_What to produce_
Return each line in the entries below that contains the string "floor", matching case exactly.

-- START OF Task data --

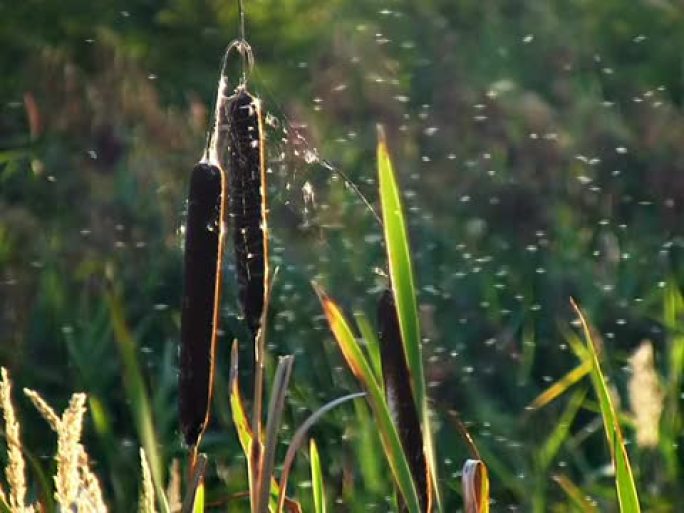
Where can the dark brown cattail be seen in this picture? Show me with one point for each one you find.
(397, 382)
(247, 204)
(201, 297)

-- END OF Task data --
-- START OF Task data --

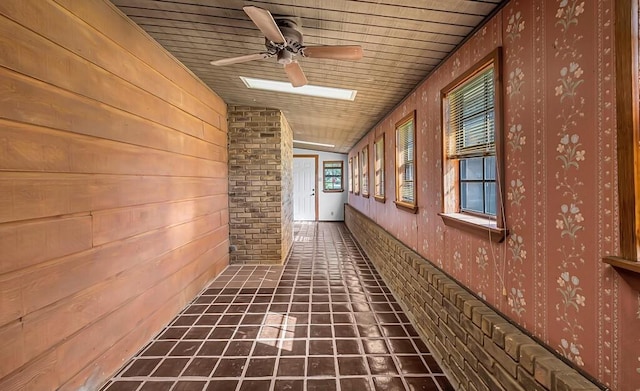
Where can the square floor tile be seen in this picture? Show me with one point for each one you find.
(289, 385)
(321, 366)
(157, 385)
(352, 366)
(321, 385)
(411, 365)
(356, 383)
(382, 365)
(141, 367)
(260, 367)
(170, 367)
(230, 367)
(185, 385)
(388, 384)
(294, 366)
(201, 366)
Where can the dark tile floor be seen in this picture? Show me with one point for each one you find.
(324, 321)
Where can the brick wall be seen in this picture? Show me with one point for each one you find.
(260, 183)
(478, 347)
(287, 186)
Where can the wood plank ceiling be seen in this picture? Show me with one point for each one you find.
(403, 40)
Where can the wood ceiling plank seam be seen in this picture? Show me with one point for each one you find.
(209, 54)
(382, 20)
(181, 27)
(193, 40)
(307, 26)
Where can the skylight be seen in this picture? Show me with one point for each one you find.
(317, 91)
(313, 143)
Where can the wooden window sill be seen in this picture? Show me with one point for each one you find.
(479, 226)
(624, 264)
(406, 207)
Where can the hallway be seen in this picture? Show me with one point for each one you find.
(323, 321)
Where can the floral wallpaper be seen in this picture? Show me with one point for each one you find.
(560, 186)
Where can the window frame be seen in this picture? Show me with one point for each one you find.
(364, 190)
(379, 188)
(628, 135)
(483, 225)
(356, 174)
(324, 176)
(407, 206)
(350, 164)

-- END OF Task data --

_Result_
Where can the square floor tile be seen in this picture? Show me with one point for each one you find.
Where can the dark tile floor be seen in this picture? Show me with one point for each one you find.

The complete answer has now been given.